Problem requirements:
Collect every line of the material below that contains the string "green", matching case exactly, and copy each such line.
________________________
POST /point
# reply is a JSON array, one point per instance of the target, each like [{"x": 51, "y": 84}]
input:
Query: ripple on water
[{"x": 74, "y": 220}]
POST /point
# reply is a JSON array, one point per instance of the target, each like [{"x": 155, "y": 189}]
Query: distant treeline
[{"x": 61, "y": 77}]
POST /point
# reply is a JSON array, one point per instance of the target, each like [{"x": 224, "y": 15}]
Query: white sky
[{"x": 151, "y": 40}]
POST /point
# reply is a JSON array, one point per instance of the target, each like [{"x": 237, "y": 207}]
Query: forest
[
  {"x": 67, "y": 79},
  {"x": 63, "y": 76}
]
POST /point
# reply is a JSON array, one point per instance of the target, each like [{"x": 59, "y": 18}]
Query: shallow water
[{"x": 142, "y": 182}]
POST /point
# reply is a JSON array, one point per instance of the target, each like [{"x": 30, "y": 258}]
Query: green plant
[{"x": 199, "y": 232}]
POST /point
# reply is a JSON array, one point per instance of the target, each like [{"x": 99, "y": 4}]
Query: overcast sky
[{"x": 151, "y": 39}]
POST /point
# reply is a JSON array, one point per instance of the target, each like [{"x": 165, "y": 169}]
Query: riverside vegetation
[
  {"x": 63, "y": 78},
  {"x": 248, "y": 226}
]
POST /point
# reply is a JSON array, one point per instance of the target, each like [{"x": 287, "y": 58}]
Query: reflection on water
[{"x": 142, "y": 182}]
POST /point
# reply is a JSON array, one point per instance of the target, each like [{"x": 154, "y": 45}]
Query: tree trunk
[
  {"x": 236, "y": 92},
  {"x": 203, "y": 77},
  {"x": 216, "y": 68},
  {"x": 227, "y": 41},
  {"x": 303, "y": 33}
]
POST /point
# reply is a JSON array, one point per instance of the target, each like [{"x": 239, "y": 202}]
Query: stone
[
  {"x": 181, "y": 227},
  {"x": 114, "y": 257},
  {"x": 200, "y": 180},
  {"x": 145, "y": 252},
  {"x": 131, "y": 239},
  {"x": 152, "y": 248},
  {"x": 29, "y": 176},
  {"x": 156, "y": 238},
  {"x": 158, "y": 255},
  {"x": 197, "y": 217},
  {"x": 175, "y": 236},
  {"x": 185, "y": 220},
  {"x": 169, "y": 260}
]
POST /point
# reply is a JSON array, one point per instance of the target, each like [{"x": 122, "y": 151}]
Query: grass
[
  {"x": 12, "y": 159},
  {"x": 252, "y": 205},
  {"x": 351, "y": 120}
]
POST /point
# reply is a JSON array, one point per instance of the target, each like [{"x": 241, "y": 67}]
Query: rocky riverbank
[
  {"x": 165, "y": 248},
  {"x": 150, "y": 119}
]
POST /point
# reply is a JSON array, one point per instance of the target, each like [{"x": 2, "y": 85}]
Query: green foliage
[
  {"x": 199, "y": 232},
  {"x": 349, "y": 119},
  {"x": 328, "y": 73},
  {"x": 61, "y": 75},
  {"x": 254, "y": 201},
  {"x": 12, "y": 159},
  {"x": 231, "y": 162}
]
________________________
Solution to the exercise:
Query: green plant
Query: green foliage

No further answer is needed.